**Written instruction:** Could you reproduce every one of the records below verbatim, without changing a single character?

**Data provided:**

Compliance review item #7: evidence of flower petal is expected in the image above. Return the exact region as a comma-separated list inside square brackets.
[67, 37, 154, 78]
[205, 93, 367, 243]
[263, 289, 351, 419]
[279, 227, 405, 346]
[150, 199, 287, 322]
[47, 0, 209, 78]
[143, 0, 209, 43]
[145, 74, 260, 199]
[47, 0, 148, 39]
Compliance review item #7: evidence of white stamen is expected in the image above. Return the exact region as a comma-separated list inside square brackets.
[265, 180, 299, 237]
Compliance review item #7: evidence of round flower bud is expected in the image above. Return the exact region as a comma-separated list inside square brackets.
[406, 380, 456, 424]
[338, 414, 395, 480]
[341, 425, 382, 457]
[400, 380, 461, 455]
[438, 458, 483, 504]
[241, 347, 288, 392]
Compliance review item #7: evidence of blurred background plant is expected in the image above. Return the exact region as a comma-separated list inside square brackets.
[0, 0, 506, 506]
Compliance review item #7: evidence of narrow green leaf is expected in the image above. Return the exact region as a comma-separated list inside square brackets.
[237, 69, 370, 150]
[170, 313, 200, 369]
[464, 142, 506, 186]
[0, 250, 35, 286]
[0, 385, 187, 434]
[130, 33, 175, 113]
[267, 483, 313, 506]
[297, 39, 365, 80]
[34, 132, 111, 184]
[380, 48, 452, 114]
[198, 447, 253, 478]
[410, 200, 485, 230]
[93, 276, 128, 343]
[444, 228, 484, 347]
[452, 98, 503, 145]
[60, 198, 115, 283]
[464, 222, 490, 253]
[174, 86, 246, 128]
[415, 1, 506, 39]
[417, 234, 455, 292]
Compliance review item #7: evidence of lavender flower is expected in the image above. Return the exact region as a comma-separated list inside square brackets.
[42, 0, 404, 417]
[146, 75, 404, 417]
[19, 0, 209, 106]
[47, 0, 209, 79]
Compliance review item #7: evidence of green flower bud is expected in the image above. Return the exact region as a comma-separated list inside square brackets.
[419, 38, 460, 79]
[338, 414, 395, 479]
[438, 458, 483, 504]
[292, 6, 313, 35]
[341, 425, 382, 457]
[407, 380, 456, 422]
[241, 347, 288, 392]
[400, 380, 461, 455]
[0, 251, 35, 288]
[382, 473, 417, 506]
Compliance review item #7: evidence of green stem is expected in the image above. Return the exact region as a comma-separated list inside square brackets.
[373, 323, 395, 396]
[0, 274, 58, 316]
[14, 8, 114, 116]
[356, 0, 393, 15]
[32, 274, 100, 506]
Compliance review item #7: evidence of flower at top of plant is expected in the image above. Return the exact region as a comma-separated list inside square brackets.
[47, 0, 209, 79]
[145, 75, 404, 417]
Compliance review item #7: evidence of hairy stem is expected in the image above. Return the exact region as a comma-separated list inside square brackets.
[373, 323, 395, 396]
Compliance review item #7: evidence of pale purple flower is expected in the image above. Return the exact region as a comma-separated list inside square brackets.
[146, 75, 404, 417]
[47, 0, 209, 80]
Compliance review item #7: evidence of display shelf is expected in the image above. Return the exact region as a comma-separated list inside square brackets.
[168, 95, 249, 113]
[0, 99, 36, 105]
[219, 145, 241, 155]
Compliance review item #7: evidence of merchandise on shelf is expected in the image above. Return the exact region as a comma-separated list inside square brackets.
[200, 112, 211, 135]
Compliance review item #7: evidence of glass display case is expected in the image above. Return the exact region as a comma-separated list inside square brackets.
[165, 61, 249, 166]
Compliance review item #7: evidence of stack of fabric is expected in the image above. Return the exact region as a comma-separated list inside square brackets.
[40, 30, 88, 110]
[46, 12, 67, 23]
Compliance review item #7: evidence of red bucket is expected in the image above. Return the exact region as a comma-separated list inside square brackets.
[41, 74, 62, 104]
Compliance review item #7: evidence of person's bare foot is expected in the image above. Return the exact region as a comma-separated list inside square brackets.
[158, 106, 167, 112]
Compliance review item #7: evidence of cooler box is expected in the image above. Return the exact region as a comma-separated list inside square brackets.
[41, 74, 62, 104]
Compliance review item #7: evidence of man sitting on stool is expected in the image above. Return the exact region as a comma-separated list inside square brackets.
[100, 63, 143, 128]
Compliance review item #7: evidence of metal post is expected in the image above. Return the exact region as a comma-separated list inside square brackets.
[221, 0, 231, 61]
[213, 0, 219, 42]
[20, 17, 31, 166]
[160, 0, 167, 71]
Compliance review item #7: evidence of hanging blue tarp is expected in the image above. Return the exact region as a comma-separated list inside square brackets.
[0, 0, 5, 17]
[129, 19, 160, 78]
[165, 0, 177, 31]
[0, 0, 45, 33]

**Exercise output:**
Compliance review item #7: evidence of flower petal is expected in the image above. Return the exact region as a comma-separated list inside square brackets.
[67, 37, 154, 78]
[205, 93, 367, 243]
[263, 289, 351, 419]
[279, 227, 405, 346]
[150, 199, 287, 322]
[47, 0, 209, 78]
[143, 0, 209, 43]
[145, 74, 260, 199]
[47, 0, 148, 39]
Compliance review item #7: evidence of white stamen is expected in the image above. Return the exact region as a comma-separated list inside square brackets.
[265, 180, 299, 237]
Compliance review item #7: evidence of round flower bud is expected in the image above. Return the exact region as a comma-separated list inside square brackets.
[406, 380, 456, 424]
[338, 414, 395, 480]
[341, 425, 382, 457]
[400, 380, 461, 455]
[438, 458, 483, 504]
[241, 347, 288, 392]
Compliance review item #7: evidence of blurred background plant is expected in the image above. Return the exact region as a comma-separated list inside square brackets.
[0, 0, 506, 506]
Compliance review item #7: evidence of narrow green leaf is expected in the image above. Return the exact region as a comma-separated list inside square brackets.
[237, 69, 370, 150]
[170, 313, 200, 369]
[464, 142, 506, 186]
[0, 250, 35, 286]
[0, 385, 187, 434]
[130, 33, 175, 113]
[267, 483, 313, 506]
[297, 39, 365, 80]
[34, 132, 111, 184]
[380, 48, 452, 114]
[198, 447, 253, 478]
[410, 200, 485, 230]
[93, 276, 128, 343]
[444, 228, 484, 347]
[452, 98, 503, 145]
[60, 198, 115, 283]
[464, 222, 490, 253]
[174, 86, 246, 128]
[415, 1, 506, 39]
[417, 234, 455, 292]
Compliance review item #7: evidence of lavender flower is expected in the image above. Return the exact region as a comma-separated list inside square brackets.
[42, 0, 404, 417]
[146, 75, 404, 417]
[19, 0, 209, 106]
[47, 0, 209, 79]
Compliance review item #7: evidence of green flower bud is expected in the image above. Return the exact region as a comma-separated list inside square brackets.
[419, 38, 460, 79]
[338, 414, 395, 479]
[438, 458, 483, 504]
[292, 6, 313, 35]
[341, 425, 382, 457]
[407, 380, 456, 422]
[241, 347, 288, 392]
[400, 380, 461, 455]
[0, 251, 35, 288]
[382, 473, 417, 506]
Compliance review item #7: evidence of green stem is expected in the image above. Return the exact region as a comma-separated list inside square brackets.
[373, 323, 395, 396]
[0, 274, 58, 316]
[14, 8, 114, 116]
[356, 0, 393, 15]
[32, 274, 100, 506]
Compliance review item #7: evidence of flower at top of plant is expected in the image above. Return the exact region as a comma-separated list inside square brackets.
[47, 0, 209, 79]
[145, 75, 404, 417]
Compliance review item #7: evidence of hairy stem is expected in the image above. Return the exact region as a comma-separated list inside square brackets.
[373, 323, 395, 396]
Compliance review item #7: evidence of pale purple flower is expected in the image above. Return the exact region as a comma-separated list inside square brackets.
[146, 75, 404, 417]
[47, 0, 209, 80]
Compliance review item #7: evidence of display shelf is expected in the image above. Return the exact region as a comma-separated list inside square brackets.
[168, 95, 249, 113]
[0, 99, 36, 105]
[219, 145, 241, 155]
Compliance review item #7: evidence of merchandise on shelf is expected in the image above. Return the exact region as a comma-separated list inside square brackets.
[200, 112, 211, 135]
Compliance review item #7: evidence of glass display case is expected in the image above. Return the exact region as a comma-separated list inside square brackets.
[165, 61, 249, 166]
Compliance review item #7: evidence of stack of fabric is expected in the image above. Return the exact region as a comma-separated list inside square brackets.
[40, 30, 88, 110]
[46, 12, 67, 23]
Compliance review item #7: evidence of red bucket is expected in the image above. Return the exact region as a comma-separated list inside square brackets.
[41, 74, 62, 104]
Compliance review item #7: evidence of person's bare foot is expected in the image above. Return the exact region as a comma-separated list inside square brackets.
[158, 106, 167, 112]
Compliance review item #7: evidence of cooler box is expected in the image above. Return the exact region as a comma-separated list inside square brackets.
[41, 74, 62, 104]
Compliance review item #7: evidence of man sitting on stool is expected in the image above. Return the exact region as a comma-separated list inside square brackets.
[100, 63, 143, 128]
Compliance review item #7: evidence of metal post is expected in the image above. Return the exact region as a comma-separated list inside square brackets.
[221, 0, 231, 61]
[213, 0, 219, 42]
[20, 17, 31, 166]
[160, 0, 167, 71]
Compliance review item #7: evidence of hanging blue tarp is expected in the image above. Return the exact region as a comma-separated list inside square brackets.
[0, 0, 5, 17]
[129, 19, 160, 78]
[165, 0, 177, 31]
[0, 0, 45, 33]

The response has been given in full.